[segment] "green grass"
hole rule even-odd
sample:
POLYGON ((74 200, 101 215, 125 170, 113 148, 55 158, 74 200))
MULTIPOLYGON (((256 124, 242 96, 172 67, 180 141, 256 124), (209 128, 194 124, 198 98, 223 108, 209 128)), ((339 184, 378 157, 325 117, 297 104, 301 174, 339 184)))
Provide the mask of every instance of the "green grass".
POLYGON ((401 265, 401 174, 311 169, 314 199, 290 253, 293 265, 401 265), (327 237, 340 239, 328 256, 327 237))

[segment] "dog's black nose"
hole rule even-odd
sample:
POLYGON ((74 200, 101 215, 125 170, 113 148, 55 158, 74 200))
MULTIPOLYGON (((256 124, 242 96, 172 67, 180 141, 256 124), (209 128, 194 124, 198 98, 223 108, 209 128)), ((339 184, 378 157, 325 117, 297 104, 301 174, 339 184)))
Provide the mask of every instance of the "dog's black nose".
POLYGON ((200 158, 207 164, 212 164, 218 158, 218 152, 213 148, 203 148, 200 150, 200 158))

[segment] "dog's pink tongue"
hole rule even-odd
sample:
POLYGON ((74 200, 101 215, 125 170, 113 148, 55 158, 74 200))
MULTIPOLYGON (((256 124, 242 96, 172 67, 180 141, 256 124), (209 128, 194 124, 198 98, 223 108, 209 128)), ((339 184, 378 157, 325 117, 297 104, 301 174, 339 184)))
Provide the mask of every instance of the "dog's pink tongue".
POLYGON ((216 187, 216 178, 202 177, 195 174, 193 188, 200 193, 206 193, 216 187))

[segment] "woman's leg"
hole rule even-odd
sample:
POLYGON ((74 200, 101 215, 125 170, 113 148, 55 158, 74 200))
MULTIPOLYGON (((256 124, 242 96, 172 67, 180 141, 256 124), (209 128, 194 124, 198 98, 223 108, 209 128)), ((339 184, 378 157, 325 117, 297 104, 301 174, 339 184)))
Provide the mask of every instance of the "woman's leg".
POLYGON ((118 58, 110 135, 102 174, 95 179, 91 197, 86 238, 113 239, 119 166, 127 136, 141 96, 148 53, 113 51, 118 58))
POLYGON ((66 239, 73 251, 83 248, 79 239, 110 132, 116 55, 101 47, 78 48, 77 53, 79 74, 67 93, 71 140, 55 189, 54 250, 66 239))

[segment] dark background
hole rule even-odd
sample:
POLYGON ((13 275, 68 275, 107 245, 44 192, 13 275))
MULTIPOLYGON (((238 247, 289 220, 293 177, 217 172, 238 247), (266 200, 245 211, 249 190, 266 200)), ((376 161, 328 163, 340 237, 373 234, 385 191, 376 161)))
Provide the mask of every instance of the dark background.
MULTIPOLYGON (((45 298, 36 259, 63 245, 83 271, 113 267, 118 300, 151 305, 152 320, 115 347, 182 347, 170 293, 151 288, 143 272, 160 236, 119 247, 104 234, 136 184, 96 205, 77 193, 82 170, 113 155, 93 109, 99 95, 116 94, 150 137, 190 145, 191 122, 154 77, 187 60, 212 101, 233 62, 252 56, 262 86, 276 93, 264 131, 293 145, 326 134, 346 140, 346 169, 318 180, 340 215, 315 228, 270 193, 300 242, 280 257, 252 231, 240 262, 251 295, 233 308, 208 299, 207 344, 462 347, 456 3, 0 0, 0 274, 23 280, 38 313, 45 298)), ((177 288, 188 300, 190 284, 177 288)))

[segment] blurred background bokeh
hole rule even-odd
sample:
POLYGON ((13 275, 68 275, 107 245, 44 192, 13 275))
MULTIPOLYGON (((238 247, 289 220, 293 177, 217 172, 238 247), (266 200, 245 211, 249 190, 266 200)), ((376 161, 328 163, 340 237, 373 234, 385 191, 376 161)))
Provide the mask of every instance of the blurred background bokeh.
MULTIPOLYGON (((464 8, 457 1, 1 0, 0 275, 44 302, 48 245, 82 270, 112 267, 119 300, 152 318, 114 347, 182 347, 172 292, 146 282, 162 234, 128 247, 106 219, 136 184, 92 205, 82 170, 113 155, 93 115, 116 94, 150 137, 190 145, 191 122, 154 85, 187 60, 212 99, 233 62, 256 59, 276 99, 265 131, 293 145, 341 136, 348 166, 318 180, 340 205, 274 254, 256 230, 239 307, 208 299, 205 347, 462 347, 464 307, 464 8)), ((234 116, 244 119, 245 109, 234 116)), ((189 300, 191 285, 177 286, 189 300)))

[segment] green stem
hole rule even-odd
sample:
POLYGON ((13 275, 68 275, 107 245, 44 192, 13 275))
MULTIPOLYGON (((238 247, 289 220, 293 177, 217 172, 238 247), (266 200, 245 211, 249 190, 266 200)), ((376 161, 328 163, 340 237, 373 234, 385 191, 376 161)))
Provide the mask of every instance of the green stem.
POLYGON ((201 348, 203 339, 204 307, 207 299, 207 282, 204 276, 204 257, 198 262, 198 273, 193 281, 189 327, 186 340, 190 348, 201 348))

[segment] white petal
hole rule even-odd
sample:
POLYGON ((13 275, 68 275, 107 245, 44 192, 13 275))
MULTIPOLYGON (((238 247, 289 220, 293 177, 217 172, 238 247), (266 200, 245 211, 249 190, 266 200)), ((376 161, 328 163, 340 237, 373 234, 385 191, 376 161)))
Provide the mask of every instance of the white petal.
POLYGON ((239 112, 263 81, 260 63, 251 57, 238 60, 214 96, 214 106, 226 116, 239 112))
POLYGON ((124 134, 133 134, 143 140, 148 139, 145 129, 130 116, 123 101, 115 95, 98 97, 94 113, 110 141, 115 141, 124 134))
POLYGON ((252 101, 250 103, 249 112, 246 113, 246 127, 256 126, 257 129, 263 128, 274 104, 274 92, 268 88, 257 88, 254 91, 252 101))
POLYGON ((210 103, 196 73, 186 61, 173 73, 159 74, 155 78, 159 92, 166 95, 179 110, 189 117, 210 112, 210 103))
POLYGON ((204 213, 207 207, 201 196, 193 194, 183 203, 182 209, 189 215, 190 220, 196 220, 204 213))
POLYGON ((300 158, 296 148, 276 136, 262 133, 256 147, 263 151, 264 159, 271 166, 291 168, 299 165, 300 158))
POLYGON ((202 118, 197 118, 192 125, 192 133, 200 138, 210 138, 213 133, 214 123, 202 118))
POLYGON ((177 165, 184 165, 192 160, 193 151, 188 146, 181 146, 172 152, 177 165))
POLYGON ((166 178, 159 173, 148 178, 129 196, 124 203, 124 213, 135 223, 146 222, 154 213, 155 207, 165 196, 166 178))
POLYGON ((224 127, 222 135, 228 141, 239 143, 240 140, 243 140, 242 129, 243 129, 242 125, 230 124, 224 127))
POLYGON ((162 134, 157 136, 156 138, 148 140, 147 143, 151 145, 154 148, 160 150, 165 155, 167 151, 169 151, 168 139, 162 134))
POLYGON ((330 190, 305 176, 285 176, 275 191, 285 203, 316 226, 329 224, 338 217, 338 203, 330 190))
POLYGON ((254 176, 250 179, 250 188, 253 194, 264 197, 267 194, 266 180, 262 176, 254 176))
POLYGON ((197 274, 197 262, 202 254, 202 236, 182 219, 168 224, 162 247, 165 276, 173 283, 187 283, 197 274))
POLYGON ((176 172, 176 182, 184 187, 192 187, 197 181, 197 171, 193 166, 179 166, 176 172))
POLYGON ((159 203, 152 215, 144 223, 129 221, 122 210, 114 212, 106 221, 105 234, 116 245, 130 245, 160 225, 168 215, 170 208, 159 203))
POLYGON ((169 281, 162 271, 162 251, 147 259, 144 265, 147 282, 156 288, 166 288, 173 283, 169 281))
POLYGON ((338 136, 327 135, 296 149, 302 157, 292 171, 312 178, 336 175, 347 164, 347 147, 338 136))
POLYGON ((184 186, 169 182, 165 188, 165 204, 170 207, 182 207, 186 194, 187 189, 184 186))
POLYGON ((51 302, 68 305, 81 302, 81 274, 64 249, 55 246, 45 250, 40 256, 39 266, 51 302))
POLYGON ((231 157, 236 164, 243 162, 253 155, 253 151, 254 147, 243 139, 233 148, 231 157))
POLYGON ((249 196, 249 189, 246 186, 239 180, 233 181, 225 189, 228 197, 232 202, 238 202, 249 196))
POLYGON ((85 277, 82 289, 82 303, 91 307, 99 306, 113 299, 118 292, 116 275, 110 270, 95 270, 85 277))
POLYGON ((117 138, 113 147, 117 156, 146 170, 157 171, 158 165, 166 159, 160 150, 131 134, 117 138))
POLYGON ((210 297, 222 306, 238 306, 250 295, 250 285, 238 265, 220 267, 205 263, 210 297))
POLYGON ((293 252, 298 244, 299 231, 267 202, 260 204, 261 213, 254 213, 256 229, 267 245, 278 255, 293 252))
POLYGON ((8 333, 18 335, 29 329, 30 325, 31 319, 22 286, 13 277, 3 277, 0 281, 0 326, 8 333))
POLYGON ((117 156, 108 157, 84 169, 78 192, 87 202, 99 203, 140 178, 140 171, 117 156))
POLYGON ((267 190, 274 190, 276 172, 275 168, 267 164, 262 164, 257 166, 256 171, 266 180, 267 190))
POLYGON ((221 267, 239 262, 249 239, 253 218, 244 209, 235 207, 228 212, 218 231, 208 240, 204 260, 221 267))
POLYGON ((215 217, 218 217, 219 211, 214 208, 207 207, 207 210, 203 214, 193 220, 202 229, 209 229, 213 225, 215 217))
◆ ◆ ◆
(EXERCISE OBJECTIVE)
Lay out as a numbered list the lines of the material above, beginning with the line that contains "[segment] white petal" and continuing through the line that contains "POLYGON ((239 112, 263", both included. Omit any blank lines.

(EXERCISE OUTPUT)
1. [segment] white petal
2. hole rule even-odd
3. sample:
4. POLYGON ((13 275, 68 275, 107 245, 44 192, 13 275))
5. MULTIPOLYGON (((238 247, 289 220, 293 177, 217 172, 238 247), (266 200, 245 211, 249 190, 266 200)), ((376 161, 328 163, 340 237, 373 234, 385 191, 376 161)))
6. Provide the mask of every instance of the white petal.
7. POLYGON ((239 112, 263 81, 260 63, 251 57, 238 60, 214 96, 214 106, 226 116, 239 112))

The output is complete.